# [Detection annotation records]
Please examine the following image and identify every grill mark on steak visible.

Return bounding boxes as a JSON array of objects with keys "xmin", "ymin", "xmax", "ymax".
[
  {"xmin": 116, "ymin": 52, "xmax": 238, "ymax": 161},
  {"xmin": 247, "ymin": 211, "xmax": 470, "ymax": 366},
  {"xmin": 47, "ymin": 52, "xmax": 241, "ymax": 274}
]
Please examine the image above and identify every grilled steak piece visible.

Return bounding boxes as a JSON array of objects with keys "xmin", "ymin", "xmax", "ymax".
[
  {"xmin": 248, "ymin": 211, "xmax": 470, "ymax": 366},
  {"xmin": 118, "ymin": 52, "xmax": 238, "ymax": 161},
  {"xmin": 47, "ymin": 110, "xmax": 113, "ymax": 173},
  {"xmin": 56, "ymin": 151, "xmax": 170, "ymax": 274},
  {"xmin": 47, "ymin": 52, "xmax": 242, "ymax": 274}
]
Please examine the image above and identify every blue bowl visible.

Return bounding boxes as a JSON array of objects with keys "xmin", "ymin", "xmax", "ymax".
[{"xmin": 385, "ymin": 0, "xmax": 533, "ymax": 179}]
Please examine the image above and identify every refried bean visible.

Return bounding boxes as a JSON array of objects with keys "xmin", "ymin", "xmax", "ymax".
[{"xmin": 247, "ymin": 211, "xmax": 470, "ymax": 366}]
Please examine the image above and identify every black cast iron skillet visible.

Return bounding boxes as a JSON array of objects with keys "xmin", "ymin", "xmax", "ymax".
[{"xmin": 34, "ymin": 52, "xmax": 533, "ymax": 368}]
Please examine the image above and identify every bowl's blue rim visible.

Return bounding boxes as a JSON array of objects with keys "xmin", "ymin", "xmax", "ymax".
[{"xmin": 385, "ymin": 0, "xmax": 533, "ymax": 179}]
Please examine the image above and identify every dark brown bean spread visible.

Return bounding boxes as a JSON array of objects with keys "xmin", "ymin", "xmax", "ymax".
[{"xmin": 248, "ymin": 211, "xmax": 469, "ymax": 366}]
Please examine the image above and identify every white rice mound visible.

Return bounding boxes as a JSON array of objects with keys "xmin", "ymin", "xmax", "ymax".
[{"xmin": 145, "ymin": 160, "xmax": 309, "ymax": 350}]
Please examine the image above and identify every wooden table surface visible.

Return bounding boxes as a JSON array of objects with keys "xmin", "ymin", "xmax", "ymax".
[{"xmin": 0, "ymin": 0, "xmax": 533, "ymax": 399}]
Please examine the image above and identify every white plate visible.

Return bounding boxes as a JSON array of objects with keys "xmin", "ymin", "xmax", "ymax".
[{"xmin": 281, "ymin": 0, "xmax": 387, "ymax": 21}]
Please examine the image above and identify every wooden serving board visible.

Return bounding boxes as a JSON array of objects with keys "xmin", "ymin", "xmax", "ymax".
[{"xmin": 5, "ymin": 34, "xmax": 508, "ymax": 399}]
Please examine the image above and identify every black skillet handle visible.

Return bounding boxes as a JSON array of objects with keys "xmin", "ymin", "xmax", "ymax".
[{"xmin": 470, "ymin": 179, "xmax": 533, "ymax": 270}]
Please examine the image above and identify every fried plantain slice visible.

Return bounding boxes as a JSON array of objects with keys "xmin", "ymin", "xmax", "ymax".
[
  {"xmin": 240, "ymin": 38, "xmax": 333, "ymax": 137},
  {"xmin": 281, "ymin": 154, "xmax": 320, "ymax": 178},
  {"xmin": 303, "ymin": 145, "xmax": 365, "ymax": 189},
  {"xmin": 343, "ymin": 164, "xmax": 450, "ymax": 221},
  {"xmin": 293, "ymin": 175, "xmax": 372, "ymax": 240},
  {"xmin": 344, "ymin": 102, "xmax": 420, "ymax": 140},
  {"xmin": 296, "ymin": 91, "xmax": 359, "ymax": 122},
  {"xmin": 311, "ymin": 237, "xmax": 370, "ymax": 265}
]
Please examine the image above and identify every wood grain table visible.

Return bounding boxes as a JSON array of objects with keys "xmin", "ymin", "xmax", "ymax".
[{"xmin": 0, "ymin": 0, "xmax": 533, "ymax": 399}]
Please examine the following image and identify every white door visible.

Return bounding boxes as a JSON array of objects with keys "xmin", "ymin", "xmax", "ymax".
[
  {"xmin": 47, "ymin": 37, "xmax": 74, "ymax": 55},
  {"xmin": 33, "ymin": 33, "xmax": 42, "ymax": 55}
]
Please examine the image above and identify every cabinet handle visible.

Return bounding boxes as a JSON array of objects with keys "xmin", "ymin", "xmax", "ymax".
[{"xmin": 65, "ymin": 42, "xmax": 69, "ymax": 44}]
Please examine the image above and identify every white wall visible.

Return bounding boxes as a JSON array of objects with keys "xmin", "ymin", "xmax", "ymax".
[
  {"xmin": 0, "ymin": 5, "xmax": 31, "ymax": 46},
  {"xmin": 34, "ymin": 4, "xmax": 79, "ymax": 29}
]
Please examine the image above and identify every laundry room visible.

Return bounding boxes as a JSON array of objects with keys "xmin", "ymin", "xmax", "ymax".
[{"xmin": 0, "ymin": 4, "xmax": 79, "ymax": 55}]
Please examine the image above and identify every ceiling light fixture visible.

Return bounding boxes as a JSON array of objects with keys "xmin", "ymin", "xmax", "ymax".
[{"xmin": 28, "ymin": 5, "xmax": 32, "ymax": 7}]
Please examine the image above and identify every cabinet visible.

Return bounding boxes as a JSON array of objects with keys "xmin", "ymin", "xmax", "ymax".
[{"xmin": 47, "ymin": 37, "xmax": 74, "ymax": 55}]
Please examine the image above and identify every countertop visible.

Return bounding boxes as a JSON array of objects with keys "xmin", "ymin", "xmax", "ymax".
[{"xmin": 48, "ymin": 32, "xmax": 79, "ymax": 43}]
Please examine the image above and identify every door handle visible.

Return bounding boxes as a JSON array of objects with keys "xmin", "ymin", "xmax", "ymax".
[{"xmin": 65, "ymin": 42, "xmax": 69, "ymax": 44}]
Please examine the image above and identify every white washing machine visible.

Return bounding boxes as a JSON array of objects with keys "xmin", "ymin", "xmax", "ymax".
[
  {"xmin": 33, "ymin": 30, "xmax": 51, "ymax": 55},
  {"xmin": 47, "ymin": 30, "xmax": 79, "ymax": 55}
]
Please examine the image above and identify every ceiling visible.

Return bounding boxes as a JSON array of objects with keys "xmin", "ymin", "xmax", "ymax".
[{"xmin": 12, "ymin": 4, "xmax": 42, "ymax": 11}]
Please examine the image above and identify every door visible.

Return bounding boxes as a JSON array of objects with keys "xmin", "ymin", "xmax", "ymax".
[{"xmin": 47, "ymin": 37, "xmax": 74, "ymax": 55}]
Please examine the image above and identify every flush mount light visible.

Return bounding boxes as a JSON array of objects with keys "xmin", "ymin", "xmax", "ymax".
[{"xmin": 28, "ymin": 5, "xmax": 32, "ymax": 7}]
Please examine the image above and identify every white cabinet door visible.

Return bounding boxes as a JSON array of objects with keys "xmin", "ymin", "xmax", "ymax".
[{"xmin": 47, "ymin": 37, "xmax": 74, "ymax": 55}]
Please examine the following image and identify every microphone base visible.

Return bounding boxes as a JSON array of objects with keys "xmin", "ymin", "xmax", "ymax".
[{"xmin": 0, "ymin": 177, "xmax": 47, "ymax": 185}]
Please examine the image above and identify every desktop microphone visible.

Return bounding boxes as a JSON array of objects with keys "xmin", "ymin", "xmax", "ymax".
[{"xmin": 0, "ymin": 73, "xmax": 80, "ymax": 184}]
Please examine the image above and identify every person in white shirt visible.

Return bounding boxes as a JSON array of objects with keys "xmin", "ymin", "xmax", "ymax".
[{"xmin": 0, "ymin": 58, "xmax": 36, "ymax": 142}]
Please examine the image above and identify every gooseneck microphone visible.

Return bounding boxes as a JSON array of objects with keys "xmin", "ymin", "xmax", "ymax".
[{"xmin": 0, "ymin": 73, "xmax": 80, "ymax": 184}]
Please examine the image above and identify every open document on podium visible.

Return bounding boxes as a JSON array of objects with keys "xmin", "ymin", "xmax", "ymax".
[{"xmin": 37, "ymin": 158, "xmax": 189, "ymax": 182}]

# [Exercise]
Copy out the items above word for word, starting with the line that contains "Please examine the image above and identify every flush" and continuing through the end of the items.

# [Problem solution]
Please examine the image above and identify every flush mount light visible.

Return bounding boxes as a JSON array of objects with keys "xmin", "ymin", "xmax", "ymax".
[{"xmin": 28, "ymin": 5, "xmax": 32, "ymax": 7}]
Please examine the image above and identify every white cabinet door visible.

Return bounding boxes as a JSON array of objects with keys "xmin", "ymin", "xmax", "ymax".
[{"xmin": 47, "ymin": 37, "xmax": 74, "ymax": 55}]
Please examine the following image and identify every microphone base visible.

Return bounding boxes as a JSON array of objects with keys "xmin", "ymin", "xmax", "ymax".
[{"xmin": 0, "ymin": 177, "xmax": 47, "ymax": 185}]
Please examine the image above and identify every desktop microphone visible.

Return bounding boxes as a JSON array of objects with keys "xmin", "ymin", "xmax", "ymax".
[{"xmin": 0, "ymin": 73, "xmax": 80, "ymax": 184}]
Please examine the image above and identify every person in white shirt visible.

Return bounding boxes as a JSON array of objects with keys "xmin", "ymin", "xmax", "ymax".
[{"xmin": 0, "ymin": 58, "xmax": 36, "ymax": 142}]
Please examine the image above and identify every gooseneck microphone visible.

Return bounding boxes as a JSON array of objects with keys "xmin", "ymin", "xmax", "ymax".
[{"xmin": 0, "ymin": 73, "xmax": 80, "ymax": 184}]
Please examine the image above and identify every open document on podium visible.

Return bounding boxes as a JSON array of objects with keys "xmin", "ymin", "xmax", "ymax".
[{"xmin": 37, "ymin": 158, "xmax": 189, "ymax": 182}]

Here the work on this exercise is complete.